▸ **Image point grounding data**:
------------------------------------------------------------

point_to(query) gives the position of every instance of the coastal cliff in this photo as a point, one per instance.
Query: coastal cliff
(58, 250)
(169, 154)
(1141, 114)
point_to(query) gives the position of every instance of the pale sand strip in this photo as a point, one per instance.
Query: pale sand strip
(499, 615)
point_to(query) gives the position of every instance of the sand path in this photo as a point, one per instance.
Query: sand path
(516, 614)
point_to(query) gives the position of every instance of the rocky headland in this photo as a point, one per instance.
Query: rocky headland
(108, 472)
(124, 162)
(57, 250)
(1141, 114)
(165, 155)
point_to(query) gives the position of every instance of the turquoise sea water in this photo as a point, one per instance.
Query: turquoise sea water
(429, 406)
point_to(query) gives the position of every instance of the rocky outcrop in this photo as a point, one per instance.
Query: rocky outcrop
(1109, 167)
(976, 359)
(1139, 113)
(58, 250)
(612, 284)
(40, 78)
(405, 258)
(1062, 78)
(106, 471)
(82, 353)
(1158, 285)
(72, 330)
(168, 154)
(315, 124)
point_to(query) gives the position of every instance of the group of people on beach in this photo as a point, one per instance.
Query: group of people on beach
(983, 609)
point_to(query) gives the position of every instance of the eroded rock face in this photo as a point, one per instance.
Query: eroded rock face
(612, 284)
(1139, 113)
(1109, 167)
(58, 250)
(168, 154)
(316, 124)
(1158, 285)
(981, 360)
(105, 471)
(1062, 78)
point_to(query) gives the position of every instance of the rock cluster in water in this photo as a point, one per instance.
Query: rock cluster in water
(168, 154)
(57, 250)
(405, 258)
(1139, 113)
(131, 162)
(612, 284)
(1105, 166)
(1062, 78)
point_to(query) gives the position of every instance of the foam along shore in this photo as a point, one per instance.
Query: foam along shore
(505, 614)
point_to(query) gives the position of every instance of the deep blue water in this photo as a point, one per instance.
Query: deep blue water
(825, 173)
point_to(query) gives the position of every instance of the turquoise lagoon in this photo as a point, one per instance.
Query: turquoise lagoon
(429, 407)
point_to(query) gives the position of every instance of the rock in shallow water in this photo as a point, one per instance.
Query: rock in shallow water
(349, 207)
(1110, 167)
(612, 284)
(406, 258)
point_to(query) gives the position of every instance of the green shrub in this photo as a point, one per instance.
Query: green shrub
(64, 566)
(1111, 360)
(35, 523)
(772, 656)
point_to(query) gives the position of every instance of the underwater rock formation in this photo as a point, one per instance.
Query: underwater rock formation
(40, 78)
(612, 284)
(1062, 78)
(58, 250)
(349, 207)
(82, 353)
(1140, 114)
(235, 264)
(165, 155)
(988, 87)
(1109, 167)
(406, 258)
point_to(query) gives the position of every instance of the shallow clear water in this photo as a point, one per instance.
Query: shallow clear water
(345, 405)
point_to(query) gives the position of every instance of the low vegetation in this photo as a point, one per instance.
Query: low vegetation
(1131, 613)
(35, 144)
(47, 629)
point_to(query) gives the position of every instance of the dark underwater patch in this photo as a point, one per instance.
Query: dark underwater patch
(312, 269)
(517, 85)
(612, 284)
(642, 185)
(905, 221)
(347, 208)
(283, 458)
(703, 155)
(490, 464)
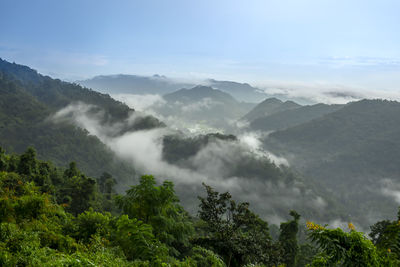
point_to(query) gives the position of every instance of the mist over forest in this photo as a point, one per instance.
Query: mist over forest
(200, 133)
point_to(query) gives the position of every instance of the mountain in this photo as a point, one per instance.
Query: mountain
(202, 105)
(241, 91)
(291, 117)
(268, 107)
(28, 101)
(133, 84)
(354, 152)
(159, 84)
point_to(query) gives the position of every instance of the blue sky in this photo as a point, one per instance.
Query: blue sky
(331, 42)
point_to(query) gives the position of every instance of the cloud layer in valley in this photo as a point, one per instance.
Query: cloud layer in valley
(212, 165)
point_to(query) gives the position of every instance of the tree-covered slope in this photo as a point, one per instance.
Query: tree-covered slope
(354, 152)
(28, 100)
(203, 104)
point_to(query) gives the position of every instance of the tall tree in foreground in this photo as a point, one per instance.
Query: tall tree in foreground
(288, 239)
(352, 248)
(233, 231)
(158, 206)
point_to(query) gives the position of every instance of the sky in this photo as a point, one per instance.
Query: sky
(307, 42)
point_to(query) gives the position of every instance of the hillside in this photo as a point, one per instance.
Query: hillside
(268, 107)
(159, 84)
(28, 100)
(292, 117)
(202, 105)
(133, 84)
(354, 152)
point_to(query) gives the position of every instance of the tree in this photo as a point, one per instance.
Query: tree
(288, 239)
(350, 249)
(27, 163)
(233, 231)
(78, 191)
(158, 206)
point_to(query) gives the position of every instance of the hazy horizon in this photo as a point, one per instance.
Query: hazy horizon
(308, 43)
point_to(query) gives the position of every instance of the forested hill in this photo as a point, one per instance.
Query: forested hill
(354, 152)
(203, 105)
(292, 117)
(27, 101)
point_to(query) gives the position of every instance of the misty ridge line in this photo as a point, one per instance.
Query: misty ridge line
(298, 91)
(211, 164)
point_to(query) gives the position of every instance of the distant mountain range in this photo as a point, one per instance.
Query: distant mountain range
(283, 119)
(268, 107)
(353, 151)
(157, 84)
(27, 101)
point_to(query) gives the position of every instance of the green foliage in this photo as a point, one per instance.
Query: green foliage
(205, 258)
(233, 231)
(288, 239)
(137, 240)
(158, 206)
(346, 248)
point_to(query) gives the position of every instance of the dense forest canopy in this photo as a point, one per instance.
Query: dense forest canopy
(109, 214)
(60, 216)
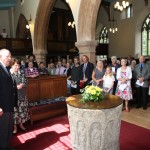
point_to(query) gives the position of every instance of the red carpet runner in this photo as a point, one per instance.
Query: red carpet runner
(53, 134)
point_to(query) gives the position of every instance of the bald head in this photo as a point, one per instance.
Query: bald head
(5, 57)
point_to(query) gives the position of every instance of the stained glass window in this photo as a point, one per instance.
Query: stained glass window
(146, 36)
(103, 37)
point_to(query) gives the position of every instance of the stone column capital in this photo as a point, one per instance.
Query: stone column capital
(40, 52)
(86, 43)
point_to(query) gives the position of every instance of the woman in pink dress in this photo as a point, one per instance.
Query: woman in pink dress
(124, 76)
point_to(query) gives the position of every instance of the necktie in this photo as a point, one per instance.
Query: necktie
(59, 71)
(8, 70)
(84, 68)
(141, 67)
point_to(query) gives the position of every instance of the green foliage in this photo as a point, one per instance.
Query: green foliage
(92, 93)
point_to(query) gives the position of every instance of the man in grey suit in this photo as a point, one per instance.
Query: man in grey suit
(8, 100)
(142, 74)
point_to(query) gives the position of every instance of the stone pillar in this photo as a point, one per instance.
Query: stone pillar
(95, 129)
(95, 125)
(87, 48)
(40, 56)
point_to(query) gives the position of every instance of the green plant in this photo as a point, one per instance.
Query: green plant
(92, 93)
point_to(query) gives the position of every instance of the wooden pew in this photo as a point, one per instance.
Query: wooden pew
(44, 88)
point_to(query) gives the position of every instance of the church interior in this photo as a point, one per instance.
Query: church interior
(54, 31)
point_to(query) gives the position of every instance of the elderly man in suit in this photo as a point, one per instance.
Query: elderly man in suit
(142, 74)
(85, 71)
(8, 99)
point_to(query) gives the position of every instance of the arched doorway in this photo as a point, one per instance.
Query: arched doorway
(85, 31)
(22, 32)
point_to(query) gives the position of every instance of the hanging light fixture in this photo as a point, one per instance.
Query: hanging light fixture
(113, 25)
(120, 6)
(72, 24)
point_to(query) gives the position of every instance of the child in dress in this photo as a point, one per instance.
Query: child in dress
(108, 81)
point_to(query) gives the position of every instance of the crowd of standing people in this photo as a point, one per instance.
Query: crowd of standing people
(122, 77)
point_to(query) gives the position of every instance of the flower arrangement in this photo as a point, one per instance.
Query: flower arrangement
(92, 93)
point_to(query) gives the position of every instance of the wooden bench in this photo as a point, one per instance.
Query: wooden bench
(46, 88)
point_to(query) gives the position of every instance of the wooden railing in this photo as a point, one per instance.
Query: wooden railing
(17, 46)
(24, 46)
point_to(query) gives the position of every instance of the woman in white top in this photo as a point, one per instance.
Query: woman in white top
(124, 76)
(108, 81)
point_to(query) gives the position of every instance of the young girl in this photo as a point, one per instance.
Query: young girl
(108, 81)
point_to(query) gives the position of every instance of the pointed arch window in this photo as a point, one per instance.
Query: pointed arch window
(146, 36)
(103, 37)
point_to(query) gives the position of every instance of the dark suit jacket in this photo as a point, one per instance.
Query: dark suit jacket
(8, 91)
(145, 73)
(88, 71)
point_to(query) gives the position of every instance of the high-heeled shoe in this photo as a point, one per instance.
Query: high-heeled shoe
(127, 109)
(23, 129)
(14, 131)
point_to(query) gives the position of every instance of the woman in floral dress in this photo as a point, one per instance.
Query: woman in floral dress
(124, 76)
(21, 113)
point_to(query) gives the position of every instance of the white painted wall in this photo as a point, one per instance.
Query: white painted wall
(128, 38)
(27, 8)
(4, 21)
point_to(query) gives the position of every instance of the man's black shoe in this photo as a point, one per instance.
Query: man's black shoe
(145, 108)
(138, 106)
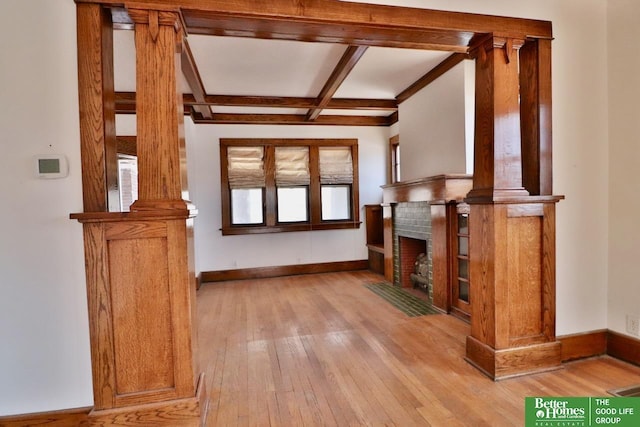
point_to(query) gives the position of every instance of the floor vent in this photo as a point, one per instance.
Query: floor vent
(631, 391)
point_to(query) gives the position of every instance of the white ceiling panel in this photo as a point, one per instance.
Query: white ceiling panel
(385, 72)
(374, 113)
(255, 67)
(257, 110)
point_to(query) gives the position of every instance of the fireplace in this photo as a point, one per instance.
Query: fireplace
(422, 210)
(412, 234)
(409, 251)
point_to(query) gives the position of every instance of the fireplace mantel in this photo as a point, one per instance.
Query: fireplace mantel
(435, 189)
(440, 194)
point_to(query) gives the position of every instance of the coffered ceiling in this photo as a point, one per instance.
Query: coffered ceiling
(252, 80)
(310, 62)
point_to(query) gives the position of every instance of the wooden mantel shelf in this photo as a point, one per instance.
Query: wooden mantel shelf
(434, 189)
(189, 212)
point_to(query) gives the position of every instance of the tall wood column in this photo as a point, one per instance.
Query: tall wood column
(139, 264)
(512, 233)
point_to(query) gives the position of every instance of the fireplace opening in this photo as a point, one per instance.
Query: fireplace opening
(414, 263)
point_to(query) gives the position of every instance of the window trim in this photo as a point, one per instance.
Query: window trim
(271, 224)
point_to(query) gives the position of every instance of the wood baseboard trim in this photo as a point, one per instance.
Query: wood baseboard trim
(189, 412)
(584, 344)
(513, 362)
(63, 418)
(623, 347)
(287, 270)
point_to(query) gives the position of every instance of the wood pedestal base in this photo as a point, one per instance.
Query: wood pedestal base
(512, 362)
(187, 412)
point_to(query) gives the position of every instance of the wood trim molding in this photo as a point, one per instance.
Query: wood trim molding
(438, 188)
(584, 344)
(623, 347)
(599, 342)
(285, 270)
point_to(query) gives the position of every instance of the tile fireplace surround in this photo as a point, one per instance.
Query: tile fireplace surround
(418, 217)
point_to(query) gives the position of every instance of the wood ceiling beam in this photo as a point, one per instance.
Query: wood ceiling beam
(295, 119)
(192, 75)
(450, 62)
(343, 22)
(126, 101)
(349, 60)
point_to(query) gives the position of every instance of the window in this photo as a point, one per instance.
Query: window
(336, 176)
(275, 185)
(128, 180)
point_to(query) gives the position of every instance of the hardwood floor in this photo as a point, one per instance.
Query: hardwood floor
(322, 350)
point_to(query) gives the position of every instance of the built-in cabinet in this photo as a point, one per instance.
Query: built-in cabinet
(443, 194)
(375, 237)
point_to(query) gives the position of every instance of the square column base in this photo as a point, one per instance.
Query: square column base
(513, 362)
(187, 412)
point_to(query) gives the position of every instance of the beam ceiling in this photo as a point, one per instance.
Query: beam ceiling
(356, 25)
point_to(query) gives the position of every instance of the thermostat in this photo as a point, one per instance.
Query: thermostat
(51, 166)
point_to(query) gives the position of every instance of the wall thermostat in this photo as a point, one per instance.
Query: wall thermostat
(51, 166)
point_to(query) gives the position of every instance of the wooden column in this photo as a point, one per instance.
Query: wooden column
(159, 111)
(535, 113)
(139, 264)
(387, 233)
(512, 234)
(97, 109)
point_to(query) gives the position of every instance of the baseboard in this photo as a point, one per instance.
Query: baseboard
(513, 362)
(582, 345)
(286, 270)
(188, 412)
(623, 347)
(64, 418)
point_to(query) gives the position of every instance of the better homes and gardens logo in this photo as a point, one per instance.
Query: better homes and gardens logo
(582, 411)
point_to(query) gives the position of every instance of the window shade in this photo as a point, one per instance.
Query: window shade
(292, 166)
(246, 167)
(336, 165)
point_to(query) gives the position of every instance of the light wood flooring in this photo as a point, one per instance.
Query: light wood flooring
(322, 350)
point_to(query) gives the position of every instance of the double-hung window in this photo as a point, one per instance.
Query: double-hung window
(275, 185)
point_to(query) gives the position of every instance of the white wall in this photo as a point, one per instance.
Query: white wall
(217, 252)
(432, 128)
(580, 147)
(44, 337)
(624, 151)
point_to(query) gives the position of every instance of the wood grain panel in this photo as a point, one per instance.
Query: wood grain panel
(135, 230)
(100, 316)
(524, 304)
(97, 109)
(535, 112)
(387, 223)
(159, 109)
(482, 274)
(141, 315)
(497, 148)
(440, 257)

------------------------------------------------------------

Copy the lines above exactly, beginning at the line that has "Query: green shrub" and stopping after the line that has "the dark underwater", and omit the rest.

▸ **EXPECTED ANSWER**:
Query: green shrub
(64, 566)
(1111, 360)
(35, 523)
(772, 656)
point_to(query) gives the position of every instance of the underwater rock formation in this photo as a point, one per instance.
Query: underwater rock formation
(40, 78)
(612, 284)
(1062, 78)
(58, 250)
(349, 207)
(82, 353)
(1140, 114)
(235, 264)
(165, 155)
(988, 87)
(1109, 167)
(406, 258)
point_to(query) gives the position of every instance of the shallow clear water in this photo as a point, one per instance.
Query: shallow clear water
(345, 405)
point_to(query) gives the position of every instance of the low vegetation in this photo as a point, one per instance.
Query: low vegetation
(1131, 613)
(35, 144)
(47, 629)
point_to(query) gives the position of every instance of the dark underwater patch in this photo as a point, one per instance.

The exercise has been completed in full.